— begin TASK DATA —
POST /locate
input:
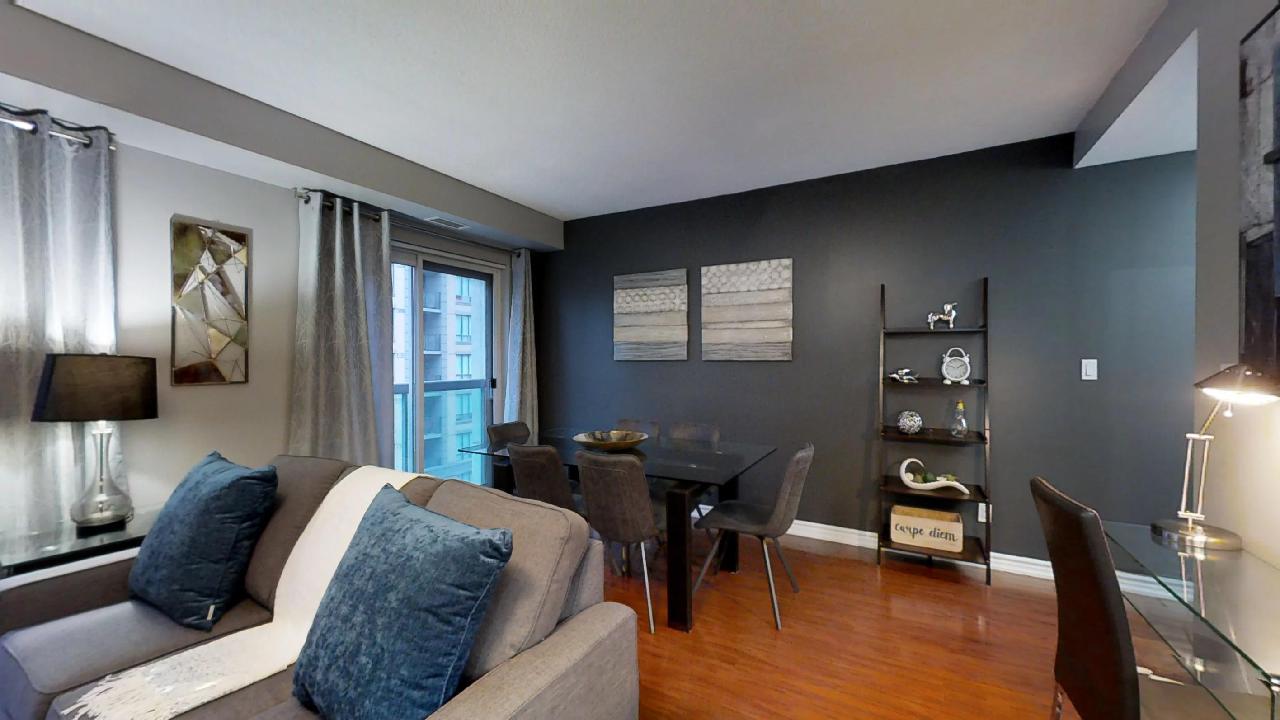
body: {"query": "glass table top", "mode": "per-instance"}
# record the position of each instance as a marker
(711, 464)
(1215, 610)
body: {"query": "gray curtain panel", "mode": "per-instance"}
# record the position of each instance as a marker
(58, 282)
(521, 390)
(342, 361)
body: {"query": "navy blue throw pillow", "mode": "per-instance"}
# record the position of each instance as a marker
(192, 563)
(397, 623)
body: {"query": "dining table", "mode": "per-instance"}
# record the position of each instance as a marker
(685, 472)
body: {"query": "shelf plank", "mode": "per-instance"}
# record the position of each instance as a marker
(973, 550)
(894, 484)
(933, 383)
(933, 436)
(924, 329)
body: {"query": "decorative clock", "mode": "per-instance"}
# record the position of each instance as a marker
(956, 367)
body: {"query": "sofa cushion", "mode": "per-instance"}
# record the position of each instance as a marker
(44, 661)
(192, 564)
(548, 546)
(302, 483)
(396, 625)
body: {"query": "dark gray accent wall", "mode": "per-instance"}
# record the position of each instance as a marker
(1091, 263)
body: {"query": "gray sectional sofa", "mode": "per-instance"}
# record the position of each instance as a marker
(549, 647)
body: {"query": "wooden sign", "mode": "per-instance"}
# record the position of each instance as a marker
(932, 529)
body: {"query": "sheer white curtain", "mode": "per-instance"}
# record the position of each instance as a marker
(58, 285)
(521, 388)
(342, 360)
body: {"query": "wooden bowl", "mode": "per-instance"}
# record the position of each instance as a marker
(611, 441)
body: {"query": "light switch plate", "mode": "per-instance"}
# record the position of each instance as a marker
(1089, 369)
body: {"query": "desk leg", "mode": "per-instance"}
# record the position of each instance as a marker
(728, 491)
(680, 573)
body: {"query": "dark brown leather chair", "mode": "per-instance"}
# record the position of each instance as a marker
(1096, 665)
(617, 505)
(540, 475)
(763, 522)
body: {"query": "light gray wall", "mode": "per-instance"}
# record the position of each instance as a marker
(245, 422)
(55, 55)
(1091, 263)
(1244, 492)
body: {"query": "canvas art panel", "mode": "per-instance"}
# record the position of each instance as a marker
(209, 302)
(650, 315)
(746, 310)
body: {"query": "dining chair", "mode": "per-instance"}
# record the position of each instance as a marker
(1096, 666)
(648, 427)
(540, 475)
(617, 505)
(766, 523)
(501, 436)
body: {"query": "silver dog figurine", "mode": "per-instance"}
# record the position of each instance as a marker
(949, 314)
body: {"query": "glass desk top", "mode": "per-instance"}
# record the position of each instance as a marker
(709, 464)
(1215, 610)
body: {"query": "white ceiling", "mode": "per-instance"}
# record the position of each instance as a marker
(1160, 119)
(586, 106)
— end TASK DATA —
● **TASK INSTRUCTIONS**
Would you set down the listing exactly, omitting pictures?

● **FULL ANSWER**
POST /locate
input:
body: {"query": "glass table top", "mode": "per-instance"}
# record the position of each instance as a marker
(711, 464)
(1215, 610)
body: {"query": "gray curtain panel", "mode": "per-instance"}
# record the position of each instance as a marker
(58, 282)
(521, 390)
(342, 361)
body: {"query": "navy blue throw pillow", "mode": "per-instance"}
# record the position of each instance as a marker
(192, 563)
(397, 623)
body: {"query": "dining table", "mode": "per-instance"}
# record the position of each instance as a marker
(685, 472)
body: {"query": "shelf plank", "mode": "per-instance"}
# record the position of each instance as a marker
(973, 550)
(894, 484)
(933, 383)
(933, 436)
(924, 329)
body: {"query": "decorative clock", "mode": "per-instance"}
# record the position of each instance as a marker
(956, 367)
body: {"query": "sofa cushion", "mode": "per-instance"}
# record the position of each instance as a marker
(44, 661)
(192, 564)
(548, 546)
(302, 483)
(396, 625)
body: {"query": "dark gray accent wall", "mode": "per-instance"}
# record the position of each instance as a marker
(1091, 263)
body: {"query": "gray sectional sofa", "mode": "per-instance"}
# record the position of each instance as a marker
(549, 647)
body: {"query": "wooden sign", "mode": "per-instance"}
# record the position of each instance as a marker
(932, 529)
body: {"query": "sheer white curtain", "mode": "per-instance"}
# record the position of each instance as a marker
(58, 285)
(521, 388)
(342, 360)
body: {"query": "wooden bowl", "mode": "per-instance"}
# record the position of each instance as a marker
(611, 441)
body: {"query": "light switch plate", "mode": "per-instance"}
# record the position of each instance as a marker
(1089, 369)
body: {"query": "desk leg", "mode": "per-instance"}
# record the position of each instance as a marker
(728, 491)
(680, 573)
body: {"query": "dark brown leather chair", "mode": "per-instance"}
# record the position of each instance as a marker
(1096, 665)
(617, 505)
(540, 475)
(763, 522)
body: {"query": "light gray wall", "mode": "per-instance"}
# record the position of each instance as a marker
(245, 422)
(55, 55)
(1091, 263)
(1244, 492)
body: {"query": "canvas art panel", "mode": "per-instance"}
# record the position of each instance as a marker
(209, 302)
(650, 315)
(746, 310)
body: {"query": "dining chair", "mode": "per-instance"}
# record the position of each instance as a marker
(1096, 666)
(648, 427)
(540, 475)
(617, 505)
(766, 523)
(501, 436)
body: {"query": "silver dog figurine", "mode": "per-instance"}
# record the position of each instance as a marker
(949, 314)
body: {"query": "glass desk top", "mode": "per-instance"}
# record the position of each instance as a marker
(709, 464)
(1215, 610)
body: {"query": "white ceiling", "mode": "per-instance"}
# record the position of each instance as a marker
(1160, 119)
(586, 106)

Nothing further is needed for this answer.